SELECTION =
— begin —
Regardless of whether the problems in the Japanese game industry are a result of bad PR, or of something more dangerous, Unozawa was clear on what the effects a negative perception of the industry has. Of course, a perception that the industry is failing will cause decreased investment over time, but the greatest consequence that Unozawa stressed was that young talent might avoid the industry. Talented young people are a wellspring of new ideas, and are a product of an age that’s more digital and fast-paced, and can grasp the trends of the market more easily. He even said that since his generation learned to work on keyboards, they’ll need young people who have learned to work on smartphones to speak up and say “You’re too old and you don’t understand the direction this technology is headed!”
Overall, Mr. Unozawa’s speech certainly put a different spin on the issue, by tackling it from another angle. But is that all it is: spin? One thing that he didn’t define that I wish he had was exactly what are the problems the Japanese industry is facing. Declining physical media sales are a problem, certainly, but isn’t that a worldwide issue? What about some of the stagnation, the poor budgeting of time and money by companies like Square Enix, or the failure to create content compelling for an international audience? Or alternately, the failure to correctly identify which games would be strong international successes? What about a sluggish adoption of digital distribution? I’m not familiar enough with the Japanese game industry to say one way or another which factors are causing problems, which is why I wish he had gone into more detail about the problems. That might have made his assertion that the problems are image-related seem less like a dismissal of the issue entirely.
What do you think? Do you believe that the problems in the Japanese game industry are a result of bad image? What exactly are the problems the Japanese game industry is facing?
— end —
WRITTEN PROBLEM 1 =
In the passage on the Japanese game industry, which consequence of a negative perception did Unozawa stress most?

RECORDS SUPPLIED =
— begin —
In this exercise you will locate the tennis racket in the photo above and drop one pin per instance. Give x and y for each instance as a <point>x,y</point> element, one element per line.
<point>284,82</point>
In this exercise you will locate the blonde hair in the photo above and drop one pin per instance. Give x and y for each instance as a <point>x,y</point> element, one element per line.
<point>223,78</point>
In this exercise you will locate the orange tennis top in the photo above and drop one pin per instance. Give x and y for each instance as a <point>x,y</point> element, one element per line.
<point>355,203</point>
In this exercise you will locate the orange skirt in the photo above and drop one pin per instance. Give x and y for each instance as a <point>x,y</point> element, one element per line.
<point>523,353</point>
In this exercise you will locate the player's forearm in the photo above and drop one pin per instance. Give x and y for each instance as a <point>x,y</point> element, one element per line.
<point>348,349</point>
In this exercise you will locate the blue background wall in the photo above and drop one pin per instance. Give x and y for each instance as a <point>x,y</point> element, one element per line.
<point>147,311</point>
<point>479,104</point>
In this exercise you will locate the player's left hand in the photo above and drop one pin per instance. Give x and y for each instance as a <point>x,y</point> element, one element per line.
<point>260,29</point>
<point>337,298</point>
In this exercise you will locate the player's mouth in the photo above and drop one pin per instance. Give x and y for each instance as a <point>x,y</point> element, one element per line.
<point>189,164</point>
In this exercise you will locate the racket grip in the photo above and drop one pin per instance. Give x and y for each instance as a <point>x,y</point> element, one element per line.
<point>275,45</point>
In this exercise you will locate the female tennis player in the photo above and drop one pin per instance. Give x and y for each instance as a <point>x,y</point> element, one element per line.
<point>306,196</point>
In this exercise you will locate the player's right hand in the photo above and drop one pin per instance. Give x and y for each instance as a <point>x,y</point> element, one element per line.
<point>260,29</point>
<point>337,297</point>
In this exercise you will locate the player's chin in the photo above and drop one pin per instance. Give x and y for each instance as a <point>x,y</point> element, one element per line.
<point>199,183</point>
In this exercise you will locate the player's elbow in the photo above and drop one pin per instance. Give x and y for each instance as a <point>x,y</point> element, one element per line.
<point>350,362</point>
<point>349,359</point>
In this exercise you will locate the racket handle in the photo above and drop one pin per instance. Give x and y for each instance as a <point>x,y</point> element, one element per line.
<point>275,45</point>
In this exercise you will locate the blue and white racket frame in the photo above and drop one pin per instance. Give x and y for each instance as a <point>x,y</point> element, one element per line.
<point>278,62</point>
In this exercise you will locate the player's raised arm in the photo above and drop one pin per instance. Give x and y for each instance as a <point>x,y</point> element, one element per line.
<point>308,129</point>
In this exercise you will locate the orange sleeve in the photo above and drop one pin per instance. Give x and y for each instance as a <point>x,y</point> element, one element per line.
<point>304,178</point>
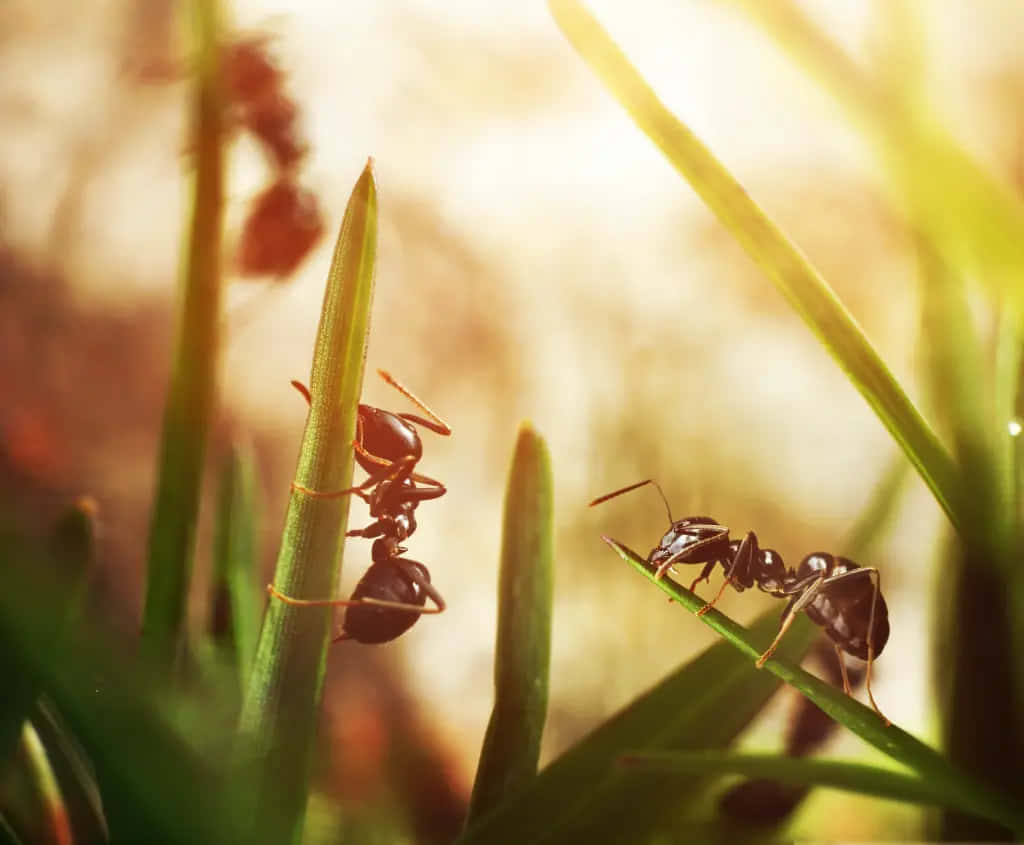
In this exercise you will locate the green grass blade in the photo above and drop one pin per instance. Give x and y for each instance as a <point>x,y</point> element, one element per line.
<point>235,625</point>
<point>585,796</point>
<point>189,402</point>
<point>856,777</point>
<point>75,773</point>
<point>282,708</point>
<point>876,517</point>
<point>890,740</point>
<point>70,557</point>
<point>512,744</point>
<point>156,787</point>
<point>971,219</point>
<point>51,824</point>
<point>792,272</point>
<point>7,835</point>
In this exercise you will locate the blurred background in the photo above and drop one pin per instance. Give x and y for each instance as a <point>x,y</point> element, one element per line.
<point>538,258</point>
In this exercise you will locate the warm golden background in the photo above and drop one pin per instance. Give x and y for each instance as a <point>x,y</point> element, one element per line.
<point>539,259</point>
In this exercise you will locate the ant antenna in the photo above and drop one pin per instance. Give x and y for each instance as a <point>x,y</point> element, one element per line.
<point>615,493</point>
<point>409,394</point>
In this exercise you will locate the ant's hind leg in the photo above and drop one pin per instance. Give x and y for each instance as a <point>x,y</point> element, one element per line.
<point>705,575</point>
<point>842,668</point>
<point>876,579</point>
<point>799,602</point>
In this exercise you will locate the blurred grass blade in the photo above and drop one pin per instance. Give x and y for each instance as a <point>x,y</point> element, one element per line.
<point>156,787</point>
<point>190,397</point>
<point>54,827</point>
<point>856,777</point>
<point>585,796</point>
<point>74,772</point>
<point>282,708</point>
<point>799,282</point>
<point>969,216</point>
<point>70,558</point>
<point>235,624</point>
<point>7,835</point>
<point>892,741</point>
<point>512,744</point>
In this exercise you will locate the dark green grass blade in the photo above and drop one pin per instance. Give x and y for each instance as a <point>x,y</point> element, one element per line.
<point>850,776</point>
<point>190,398</point>
<point>282,707</point>
<point>585,796</point>
<point>7,835</point>
<point>865,723</point>
<point>512,744</point>
<point>156,787</point>
<point>70,558</point>
<point>235,623</point>
<point>796,279</point>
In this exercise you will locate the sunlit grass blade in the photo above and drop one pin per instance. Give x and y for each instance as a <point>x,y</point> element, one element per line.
<point>878,514</point>
<point>891,740</point>
<point>282,707</point>
<point>850,776</point>
<point>30,795</point>
<point>585,796</point>
<point>792,272</point>
<point>235,623</point>
<point>190,396</point>
<point>970,218</point>
<point>512,744</point>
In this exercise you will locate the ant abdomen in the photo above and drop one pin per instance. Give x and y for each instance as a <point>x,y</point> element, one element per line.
<point>844,608</point>
<point>385,581</point>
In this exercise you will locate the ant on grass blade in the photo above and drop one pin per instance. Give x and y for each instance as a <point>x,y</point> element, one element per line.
<point>391,595</point>
<point>842,597</point>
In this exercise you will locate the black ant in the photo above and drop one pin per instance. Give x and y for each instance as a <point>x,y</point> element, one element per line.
<point>392,593</point>
<point>841,596</point>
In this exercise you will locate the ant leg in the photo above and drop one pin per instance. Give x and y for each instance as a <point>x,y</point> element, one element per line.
<point>710,604</point>
<point>877,581</point>
<point>400,470</point>
<point>705,575</point>
<point>373,530</point>
<point>842,669</point>
<point>431,592</point>
<point>435,423</point>
<point>799,602</point>
<point>741,562</point>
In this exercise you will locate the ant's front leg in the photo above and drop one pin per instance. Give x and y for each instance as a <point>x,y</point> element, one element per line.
<point>803,594</point>
<point>742,561</point>
<point>397,471</point>
<point>706,574</point>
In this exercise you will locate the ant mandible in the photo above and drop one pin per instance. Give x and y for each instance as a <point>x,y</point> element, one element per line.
<point>392,593</point>
<point>839,595</point>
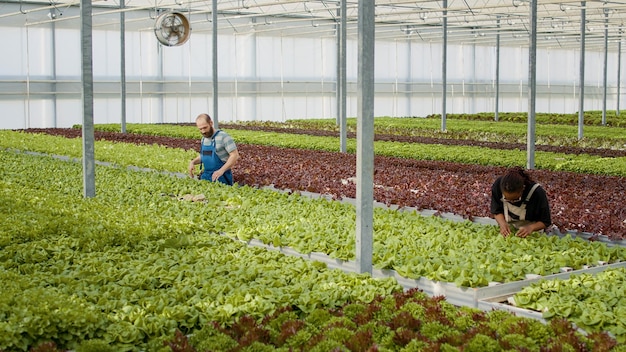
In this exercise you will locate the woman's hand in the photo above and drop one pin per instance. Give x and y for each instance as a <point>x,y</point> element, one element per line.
<point>524,231</point>
<point>505,230</point>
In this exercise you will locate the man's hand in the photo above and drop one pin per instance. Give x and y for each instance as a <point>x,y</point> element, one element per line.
<point>216,174</point>
<point>192,169</point>
<point>524,231</point>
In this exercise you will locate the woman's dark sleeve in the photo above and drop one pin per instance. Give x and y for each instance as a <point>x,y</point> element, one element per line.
<point>542,211</point>
<point>496,198</point>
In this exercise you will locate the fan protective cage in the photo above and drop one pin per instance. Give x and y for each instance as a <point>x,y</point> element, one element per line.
<point>172,28</point>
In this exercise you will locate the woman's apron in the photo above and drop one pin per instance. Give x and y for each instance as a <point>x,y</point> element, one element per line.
<point>211,163</point>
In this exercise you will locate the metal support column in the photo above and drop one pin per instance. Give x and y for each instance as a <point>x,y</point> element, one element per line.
<point>581,97</point>
<point>89,183</point>
<point>532,83</point>
<point>365,139</point>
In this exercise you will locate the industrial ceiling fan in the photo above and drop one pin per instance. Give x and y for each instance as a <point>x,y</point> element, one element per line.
<point>172,28</point>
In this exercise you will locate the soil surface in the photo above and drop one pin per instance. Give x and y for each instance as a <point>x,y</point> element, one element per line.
<point>579,202</point>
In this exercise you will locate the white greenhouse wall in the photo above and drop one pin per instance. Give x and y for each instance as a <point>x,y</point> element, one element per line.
<point>273,78</point>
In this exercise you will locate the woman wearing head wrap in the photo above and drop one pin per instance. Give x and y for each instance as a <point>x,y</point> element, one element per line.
<point>519,202</point>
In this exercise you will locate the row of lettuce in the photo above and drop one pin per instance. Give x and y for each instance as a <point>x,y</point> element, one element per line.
<point>130,266</point>
<point>155,261</point>
<point>582,163</point>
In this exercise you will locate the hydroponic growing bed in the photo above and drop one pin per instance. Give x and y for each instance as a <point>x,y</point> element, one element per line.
<point>164,219</point>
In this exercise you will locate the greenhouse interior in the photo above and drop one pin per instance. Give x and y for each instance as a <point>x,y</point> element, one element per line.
<point>283,175</point>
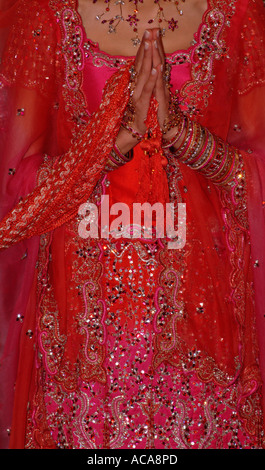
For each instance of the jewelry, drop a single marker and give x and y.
(114, 21)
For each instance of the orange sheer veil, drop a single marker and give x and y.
(34, 124)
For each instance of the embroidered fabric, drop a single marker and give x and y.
(117, 324)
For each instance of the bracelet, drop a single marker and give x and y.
(132, 131)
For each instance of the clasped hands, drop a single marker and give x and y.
(149, 68)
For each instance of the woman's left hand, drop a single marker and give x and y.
(161, 91)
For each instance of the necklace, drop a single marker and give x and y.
(132, 19)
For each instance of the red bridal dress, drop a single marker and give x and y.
(114, 342)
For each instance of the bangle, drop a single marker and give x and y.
(117, 158)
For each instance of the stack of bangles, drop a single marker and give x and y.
(202, 151)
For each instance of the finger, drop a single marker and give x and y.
(143, 103)
(145, 70)
(158, 50)
(140, 53)
(162, 96)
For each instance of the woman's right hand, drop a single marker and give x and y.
(144, 86)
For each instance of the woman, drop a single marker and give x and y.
(116, 341)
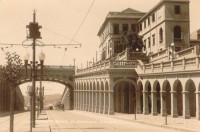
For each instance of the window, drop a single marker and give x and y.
(145, 42)
(177, 32)
(141, 27)
(125, 28)
(115, 28)
(133, 27)
(153, 37)
(153, 17)
(161, 35)
(177, 49)
(117, 47)
(149, 42)
(148, 21)
(177, 9)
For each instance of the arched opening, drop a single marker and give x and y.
(167, 96)
(124, 95)
(106, 98)
(149, 97)
(190, 98)
(161, 35)
(178, 98)
(177, 32)
(156, 98)
(97, 97)
(140, 98)
(101, 98)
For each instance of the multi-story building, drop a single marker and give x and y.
(166, 23)
(123, 82)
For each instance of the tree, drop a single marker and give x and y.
(132, 41)
(12, 71)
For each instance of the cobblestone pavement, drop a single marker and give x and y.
(79, 121)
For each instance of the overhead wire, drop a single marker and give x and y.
(88, 11)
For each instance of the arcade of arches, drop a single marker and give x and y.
(155, 97)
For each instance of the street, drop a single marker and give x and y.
(77, 121)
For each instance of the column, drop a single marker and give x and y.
(154, 103)
(198, 105)
(163, 103)
(111, 103)
(186, 109)
(97, 101)
(138, 104)
(174, 112)
(145, 103)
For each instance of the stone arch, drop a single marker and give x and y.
(101, 96)
(139, 94)
(177, 99)
(190, 99)
(106, 99)
(124, 94)
(97, 96)
(156, 102)
(147, 98)
(166, 96)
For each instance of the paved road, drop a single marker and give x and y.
(75, 121)
(20, 120)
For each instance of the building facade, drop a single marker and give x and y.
(122, 82)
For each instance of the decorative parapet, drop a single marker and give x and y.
(181, 64)
(188, 52)
(107, 65)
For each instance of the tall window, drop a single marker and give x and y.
(141, 27)
(133, 27)
(125, 28)
(145, 24)
(148, 21)
(153, 17)
(145, 43)
(177, 32)
(177, 9)
(154, 40)
(149, 42)
(161, 35)
(115, 28)
(117, 47)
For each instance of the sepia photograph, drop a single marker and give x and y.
(99, 65)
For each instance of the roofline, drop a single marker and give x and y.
(109, 17)
(158, 5)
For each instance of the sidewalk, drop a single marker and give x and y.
(187, 125)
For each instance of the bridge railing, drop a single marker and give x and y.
(182, 64)
(109, 64)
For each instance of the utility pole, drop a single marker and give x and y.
(34, 34)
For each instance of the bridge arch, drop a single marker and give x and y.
(147, 104)
(139, 95)
(190, 99)
(156, 98)
(166, 97)
(67, 85)
(124, 95)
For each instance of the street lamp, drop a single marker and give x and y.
(172, 46)
(165, 99)
(34, 67)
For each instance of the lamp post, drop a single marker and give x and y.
(34, 67)
(33, 34)
(165, 99)
(172, 46)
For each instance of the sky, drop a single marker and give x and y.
(61, 19)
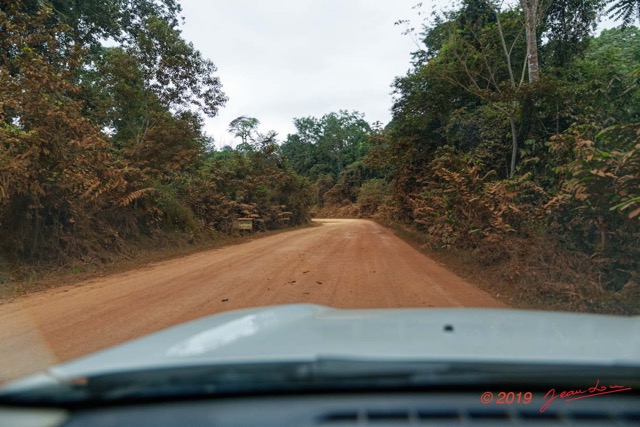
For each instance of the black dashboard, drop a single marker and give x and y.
(349, 409)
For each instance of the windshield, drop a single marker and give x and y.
(474, 166)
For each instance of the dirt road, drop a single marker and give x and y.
(342, 263)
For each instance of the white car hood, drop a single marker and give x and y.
(309, 332)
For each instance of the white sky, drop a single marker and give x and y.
(281, 59)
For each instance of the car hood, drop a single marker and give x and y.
(309, 332)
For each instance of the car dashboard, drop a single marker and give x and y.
(447, 408)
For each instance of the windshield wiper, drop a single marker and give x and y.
(321, 375)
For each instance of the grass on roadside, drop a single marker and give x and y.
(19, 279)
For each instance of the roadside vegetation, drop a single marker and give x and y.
(514, 147)
(102, 150)
(527, 174)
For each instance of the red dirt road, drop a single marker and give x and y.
(342, 263)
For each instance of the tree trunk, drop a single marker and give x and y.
(514, 149)
(530, 9)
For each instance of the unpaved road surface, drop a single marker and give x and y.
(342, 263)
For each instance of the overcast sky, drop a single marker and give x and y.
(281, 59)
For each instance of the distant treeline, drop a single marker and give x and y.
(101, 144)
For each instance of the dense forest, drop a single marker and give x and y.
(514, 139)
(101, 140)
(520, 153)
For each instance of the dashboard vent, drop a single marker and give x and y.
(480, 416)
— end —
WRITTEN PROBLEM 2 =
Reproduce the listing from its first line through the line containing "<point>189,164</point>", inclusive, changing each "exercise" to "activity" and leaving everything else unchanged.

EXERCISE RESULT 1 =
That young talent might avoid the industry.

EXERCISE RESULT 2 =
In this activity you will locate the tennis racket in the photo above and drop one pin per instance. Give x and y for each instance as a <point>x,y</point> element, one element per line.
<point>284,82</point>
In this activity you will locate the blonde hair in the photo above and drop one pin per instance. Give x and y for each instance as a <point>x,y</point> element, one element per line.
<point>223,78</point>
In this activity you will locate the orange tennis top in the photo above and drop one pin per instance. Give x and y for each instance as a <point>x,y</point> element, one element per line.
<point>355,203</point>
In this activity you will locate the orange skirt in the photo above and drop one pin per instance. Give x and y for each instance as a <point>x,y</point> element, one element per line.
<point>523,353</point>
In this activity you will locate the player's forearm in the photo above and drop one pin per instance. Give x and y for each instance as a <point>x,y</point> element, one element per line.
<point>348,349</point>
In this activity you will locate the blue background wall in the photo above and drop one pin per instance. Give x and y for each instance as a <point>x,y</point> element, one element per line.
<point>147,311</point>
<point>479,104</point>
In this activity you will locate the player's left hand in the photo above and drop one pin per instance. Give x and y for each instance as a <point>x,y</point> element, one element per line.
<point>260,29</point>
<point>337,298</point>
In this activity you will locate the player's mouth in the photo above and drop one pin per instance. Give x and y for each instance as a <point>x,y</point> element, one element per line.
<point>189,164</point>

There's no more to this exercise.